▸ Quoted text:
:::

- Cover art by Sam Qualiana
- Directed by: Sam Qualiana
- Written by: Sam Qualiana
- Produced by: Richard Chizmar Marc Makowski Greg Lamberson
- Starring: Sam Qualiana Michael O'Hear Kathy Murphy C. J. Qualiana Jackey Hall
- Cinematography: Sam Qualiana
- Edited by: Brett Piper Mark Polonia
- Music by: Michael Girard Paul
- Production company: Metroshia Productions
- Distributed by: Independent Entertainment
- Release dates: April 10, 2012 (Dipson's Amherst Theatre); May 12, 2012 (South Bronx Film Festival);
- Running time: 79 minutes
- Country: United States
- Language: English
- Budget: $7,000 (estimated)

= Snow Shark: Ancient Snow Beast =

2012 American horror film

Snow Shark: Ancient Snow Beast is a 2012 American horror film written and directed by Sam Qualiana, and produced by Richard Chizmar, Marc Makowski, and Greg Lamberson. The film stars Qualiana alongside Michael O'Hare, Kathy Murphy, C. J. Qualiana, Jackey Hall and Andrew Elias. The film follows the residents of a small town who are terrorized by a prehistoric man-eating shark that can swim through snow.

:::

▸ Listed entries:
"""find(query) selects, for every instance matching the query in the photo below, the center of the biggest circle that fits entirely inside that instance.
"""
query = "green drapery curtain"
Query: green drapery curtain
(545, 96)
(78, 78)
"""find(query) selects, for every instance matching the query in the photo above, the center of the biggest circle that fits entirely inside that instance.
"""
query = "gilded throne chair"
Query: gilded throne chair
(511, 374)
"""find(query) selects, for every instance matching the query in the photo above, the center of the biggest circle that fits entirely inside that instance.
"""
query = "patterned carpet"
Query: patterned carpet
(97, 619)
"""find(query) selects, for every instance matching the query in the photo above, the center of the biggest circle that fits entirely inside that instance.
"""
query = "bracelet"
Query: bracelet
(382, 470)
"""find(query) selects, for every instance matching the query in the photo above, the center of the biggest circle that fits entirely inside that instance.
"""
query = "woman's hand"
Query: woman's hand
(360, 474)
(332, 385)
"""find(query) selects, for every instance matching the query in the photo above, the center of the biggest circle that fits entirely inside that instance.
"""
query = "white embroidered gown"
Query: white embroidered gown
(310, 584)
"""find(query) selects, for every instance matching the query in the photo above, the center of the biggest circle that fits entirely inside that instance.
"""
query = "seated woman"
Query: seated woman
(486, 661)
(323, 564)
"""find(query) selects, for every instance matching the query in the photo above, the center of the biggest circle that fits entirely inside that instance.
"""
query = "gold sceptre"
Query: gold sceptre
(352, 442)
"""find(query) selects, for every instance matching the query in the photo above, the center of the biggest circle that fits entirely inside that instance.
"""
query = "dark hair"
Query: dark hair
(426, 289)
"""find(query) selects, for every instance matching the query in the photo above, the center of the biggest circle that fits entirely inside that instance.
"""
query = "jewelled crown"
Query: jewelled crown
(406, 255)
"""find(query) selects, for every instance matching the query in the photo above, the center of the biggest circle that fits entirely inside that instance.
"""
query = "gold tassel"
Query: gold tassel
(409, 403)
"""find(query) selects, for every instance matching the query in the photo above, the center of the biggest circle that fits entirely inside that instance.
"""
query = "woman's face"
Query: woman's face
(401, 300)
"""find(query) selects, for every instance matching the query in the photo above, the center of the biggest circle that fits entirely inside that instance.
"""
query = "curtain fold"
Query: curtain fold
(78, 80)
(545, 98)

:::

▸ Directions:
- A) Extract every line of the entries above that contains the string "chair", treating uppercase and lowercase letters as different.
- B) Resume the article about the horror film Snow Shark: Ancient Snow Beast, starting right after its final sentence.

▸ The replies:
- A)
query = "gilded throne chair"
Query: gilded throne chair

- B)
Production on Snow Shark began in early 2011. The film primarily uses practical effects rather than computer-generated imagery, and its budget was partially financed by a campaign on the crowdfunding website Indiegogo. The film, which was shot in Lockport, New York, premiered at Dipson's Amherst Theatre on April 10, 2012, and received mixed reviews. The film was released on DVD by Independent Entertainment.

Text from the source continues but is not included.